United States District Court, S.D. Mississippi, Northern Division

April 20, 2017

JAMES BRADY, # 89409 PLAINTIFF
v.
MISSISSIPPI DEPARTMENT OF CORRECTIONS, MARSHALL FISHER, BRIAN LADNER, JOANN SHIVERS, SEAN SMITH, LIEUTENANT CARLOS FUNCHES, and RON KING DEFENDANTS

          MEMORANDUM OPINION AND ORDER OF PARTIAL DISMISSAL

          CARLTON W. REEVES UNITED STATES DISTRICT JUDGE

         This matter is before the Court sua sponte. Pro se Plaintiff James Brady is incarcerated with the Mississippi Department of Corrections (“MDOC”), and he brings this action under 42 U.S.C. § 1983 and state law, challenging the conditions of his confinement. The Court has considered and liberally construed the pleadings. As set forth below, Defendants MDOC, Marshall Fisher, Joann Shivers, Lieutenant Carlos Funches, and Ron King are dismissed.

         BACKGROUND

         Brady is currently housed at Central Mississippi Correctional Facility. Defendant Ron King is the Superintendent, Brian Ladner is the Warden, and Defendant Joann Shivers is an Associate Warden at the prison. Defendant Lieutenant Carlos Funches was employed there as a correctional officer. Defendant Marshall Fisher is the former Commissioner for the Mississippi Department of Corrections, and Defendant Sean Smith is supervisor of MDOC's Corrections Investigative Division.

         Brady alleges that on the morning of April 1, 2016, K-9 officers conducted a shakedown of his housing zone. After it was over, three inmates, who were gang members, allegedly called Brady a snitch and beat him. One of them punched Plaintiff with a lock. Plaintiff was able to leave the zone and report what had happened. This was around 10:00 a.m.

         According to Plaintiff, he was then stitched up in the infirmary. Around 1:00 p.m. he was interviewed by Ladner and Smith. Ladner had Brady placed on another zone, where he was again allegedly attacked by inmates belonging to the same gang as the three from the first attack. Brady claims that “Ladner knew of the gang problem but refuse[d] to all[e]viate the problem.” (Resp. [10] at 2). Further, Brady contends that he had “verbally requested to red tag the individuals that beat him up. He made this request to Warden Brian Ladner[, ] Sean Smith and in [Brady's] request for administrative remedy which was answered by Superintendent Ron King and Joann Shivers, ” but Brady's request was denied. Id. at 3.

         Besides the denial of red tags, Brady complains about a loss of property. Specifically, he alleges that after the interview with Ladner and Smith, Ladner sent Funches to retrieve Brady's property from his old zone so it could be moved with him. Brady purports that this property consisted of various canteen items, two radios, state issued items, and diabetic shoes. By this time, however, they had already been allegedly stolen by the three inmates who had attacked him that morning. Brady claims that Ladner and Smith would not fill out an incident report, which prevented him from proving the theft of his property in the administrative grievance, referenced above. Brady also contends that MDOC failed to immediately retrieve his property when he first reported the attack.

What the exercise asks
Repeat the passage from "Brady alleges that" through "around 10:00 a.m.", inclusive, from the court opinion above.

Data lines
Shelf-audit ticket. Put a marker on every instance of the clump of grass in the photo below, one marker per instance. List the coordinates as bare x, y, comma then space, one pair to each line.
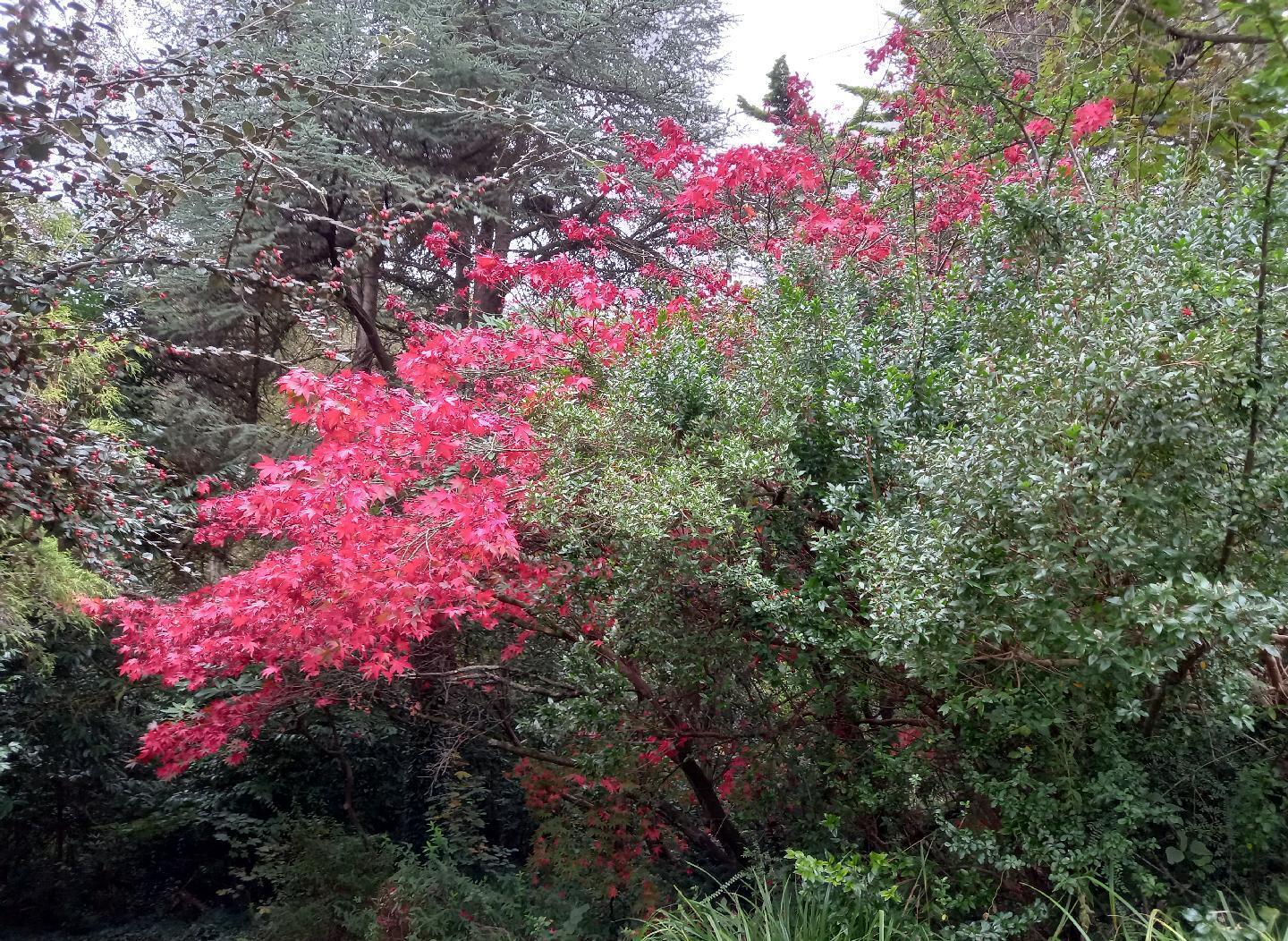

Complete response
Brady alleges that on the morning of April 1, 2016, K-9 officers conducted a shakedown of his housing zone. After it was over, three inmates, who were gang members, allegedly called Brady a snitch and beat him. One of them punched Plaintiff with a lock. Plaintiff was able to leave the zone and report what had happened. This was around 10:00 a.m.